Page extract =
----

BYU College of Nursing welcomes Karli Bell MSN, CMSRN, CHSE

Professor Karli Bell (BS ‘07) is joining BYU College of Nursing as an assistant teaching professor this semester. With 15 years of experience in medical-surgical nursing and several years of teaching behind her, she brings both depth and enthusiasm to her new role. “I’m excited to be here at BYU,” she said—and it shows.

The oldest of six children, Professor Bell grew up in Sandy, Utah. She describes herself as the “nerdy, academic” sibling in a family of athletes. Several of her siblings went on to compete in college sports, and although she didn’t follow that path, she still teases them that she could have, if she’d wanted to.

She met her husband as a BYU undergraduate studying nursing. Today they have five children: a son currently serving a mission in Sweden, three teenage daughters, and an 11-year-old boy. As a family they love hiking, skiing, and especially boating. Visiting Lake Powell is their annual tradition. “Lake Powell is like my heaven on earth,” she said.

A family of 7 people huddled together with a mountain background.

----

Dataset excerpts =

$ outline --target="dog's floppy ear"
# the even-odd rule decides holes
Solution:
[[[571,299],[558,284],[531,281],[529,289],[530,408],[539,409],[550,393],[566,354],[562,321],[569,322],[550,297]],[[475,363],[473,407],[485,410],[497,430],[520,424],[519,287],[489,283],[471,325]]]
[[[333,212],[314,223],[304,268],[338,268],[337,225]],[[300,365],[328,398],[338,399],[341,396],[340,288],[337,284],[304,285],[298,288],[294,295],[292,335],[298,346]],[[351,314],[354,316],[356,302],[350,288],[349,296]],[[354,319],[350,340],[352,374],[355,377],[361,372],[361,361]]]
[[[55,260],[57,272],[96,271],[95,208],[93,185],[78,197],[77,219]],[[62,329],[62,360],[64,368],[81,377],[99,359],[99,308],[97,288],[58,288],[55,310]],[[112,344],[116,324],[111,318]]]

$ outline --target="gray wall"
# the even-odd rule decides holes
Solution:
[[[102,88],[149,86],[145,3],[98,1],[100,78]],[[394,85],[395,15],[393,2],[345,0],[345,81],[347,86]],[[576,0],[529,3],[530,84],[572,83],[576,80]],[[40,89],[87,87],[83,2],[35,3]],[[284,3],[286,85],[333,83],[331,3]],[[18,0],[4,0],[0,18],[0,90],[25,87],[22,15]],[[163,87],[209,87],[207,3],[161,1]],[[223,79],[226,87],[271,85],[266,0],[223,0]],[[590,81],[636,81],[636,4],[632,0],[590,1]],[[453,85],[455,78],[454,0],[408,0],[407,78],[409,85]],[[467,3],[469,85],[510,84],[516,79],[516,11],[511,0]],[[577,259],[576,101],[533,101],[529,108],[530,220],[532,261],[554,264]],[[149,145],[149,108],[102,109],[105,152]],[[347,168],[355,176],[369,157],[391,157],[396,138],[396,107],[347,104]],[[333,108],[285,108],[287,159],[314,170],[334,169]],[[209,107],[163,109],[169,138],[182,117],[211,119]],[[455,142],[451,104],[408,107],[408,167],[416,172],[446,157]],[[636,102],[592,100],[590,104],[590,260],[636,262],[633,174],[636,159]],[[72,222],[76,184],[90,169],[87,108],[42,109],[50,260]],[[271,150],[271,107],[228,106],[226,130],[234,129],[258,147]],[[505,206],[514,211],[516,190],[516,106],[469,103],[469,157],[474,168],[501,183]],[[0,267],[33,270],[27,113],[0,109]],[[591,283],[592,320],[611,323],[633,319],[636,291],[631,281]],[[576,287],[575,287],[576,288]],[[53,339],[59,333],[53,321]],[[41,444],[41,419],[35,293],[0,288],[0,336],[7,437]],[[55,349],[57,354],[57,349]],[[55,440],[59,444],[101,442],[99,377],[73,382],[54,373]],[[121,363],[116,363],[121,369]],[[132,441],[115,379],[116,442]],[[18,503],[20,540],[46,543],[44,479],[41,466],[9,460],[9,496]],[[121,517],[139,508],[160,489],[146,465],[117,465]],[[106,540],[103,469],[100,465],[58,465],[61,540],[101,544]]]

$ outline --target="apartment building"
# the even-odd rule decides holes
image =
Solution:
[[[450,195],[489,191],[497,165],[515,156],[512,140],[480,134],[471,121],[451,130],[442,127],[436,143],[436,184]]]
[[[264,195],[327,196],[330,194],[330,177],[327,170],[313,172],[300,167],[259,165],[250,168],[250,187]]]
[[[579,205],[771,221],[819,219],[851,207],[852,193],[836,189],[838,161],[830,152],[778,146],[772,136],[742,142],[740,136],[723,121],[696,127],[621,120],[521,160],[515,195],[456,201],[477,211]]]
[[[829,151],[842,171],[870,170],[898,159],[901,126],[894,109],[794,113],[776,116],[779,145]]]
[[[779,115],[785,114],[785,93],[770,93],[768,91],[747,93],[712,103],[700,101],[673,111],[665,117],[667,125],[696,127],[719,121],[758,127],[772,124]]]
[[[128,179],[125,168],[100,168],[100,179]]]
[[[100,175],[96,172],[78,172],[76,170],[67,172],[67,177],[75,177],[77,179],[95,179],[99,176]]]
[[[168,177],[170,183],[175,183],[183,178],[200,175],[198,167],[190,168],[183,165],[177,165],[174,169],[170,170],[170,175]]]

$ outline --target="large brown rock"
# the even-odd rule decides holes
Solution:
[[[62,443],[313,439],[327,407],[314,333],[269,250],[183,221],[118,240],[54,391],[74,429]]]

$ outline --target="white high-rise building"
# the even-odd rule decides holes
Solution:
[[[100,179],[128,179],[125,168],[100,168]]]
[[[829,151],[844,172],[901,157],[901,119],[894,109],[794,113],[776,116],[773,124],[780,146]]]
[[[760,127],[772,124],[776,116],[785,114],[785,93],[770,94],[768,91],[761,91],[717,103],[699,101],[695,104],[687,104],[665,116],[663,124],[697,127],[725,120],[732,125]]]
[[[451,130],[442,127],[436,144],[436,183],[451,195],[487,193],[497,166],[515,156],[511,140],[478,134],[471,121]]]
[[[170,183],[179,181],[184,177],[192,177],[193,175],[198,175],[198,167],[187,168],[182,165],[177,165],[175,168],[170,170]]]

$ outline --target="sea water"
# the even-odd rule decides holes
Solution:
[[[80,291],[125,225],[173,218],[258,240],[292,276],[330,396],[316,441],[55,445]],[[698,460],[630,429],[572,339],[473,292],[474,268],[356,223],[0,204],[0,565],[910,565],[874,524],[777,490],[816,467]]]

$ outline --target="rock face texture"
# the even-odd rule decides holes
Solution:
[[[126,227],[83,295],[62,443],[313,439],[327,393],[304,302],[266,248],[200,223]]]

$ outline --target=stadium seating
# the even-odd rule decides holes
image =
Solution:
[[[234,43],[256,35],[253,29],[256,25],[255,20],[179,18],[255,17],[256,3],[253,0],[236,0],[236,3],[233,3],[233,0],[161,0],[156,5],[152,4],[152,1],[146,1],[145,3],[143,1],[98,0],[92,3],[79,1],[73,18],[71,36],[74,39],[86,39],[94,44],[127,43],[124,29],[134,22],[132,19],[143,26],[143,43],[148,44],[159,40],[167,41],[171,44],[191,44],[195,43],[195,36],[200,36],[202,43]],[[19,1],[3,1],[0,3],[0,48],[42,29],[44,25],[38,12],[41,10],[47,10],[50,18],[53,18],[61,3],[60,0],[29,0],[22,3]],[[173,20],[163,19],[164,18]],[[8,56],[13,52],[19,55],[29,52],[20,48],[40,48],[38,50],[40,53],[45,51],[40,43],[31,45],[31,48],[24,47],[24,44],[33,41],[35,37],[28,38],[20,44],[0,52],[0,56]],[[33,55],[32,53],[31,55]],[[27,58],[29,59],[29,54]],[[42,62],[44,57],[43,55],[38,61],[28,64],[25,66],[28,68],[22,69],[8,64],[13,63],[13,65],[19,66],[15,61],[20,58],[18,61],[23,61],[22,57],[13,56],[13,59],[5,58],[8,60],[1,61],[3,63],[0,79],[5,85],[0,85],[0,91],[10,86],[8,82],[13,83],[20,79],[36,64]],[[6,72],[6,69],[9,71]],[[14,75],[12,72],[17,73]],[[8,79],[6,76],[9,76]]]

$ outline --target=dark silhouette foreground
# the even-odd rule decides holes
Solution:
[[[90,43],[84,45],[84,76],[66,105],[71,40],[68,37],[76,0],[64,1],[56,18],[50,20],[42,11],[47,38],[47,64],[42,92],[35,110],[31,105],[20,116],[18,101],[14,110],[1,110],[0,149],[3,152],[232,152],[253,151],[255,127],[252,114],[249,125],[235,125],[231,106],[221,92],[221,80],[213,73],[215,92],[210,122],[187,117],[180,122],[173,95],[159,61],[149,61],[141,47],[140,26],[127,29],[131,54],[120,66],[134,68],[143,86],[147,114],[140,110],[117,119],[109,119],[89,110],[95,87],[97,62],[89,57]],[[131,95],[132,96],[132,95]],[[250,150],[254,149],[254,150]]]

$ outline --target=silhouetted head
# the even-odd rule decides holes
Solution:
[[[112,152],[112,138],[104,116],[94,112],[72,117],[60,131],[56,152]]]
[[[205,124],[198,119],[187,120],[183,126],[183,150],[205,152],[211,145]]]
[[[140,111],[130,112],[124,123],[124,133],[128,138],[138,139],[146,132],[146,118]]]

----

Parts of the exercise =
[A] In the profile of Karli Bell, duplicate the passage from "She met her" to "a mountain background.".
[B] What activities does the profile of Karli Bell say her family loves to do together?

Responses by task =
[A]
She met her husband as a BYU undergraduate studying nursing. Today they have five children: a son currently serving a mission in Sweden, three teenage daughters, and an 11-year-old boy. As a family they love hiking, skiing, and especially boating. Visiting Lake Powell is their annual tradition. “Lake Powell is like my heaven on earth,” she said.

A family of 7 people huddled together with a mountain background.

[B] Hiking, skiing, and boating.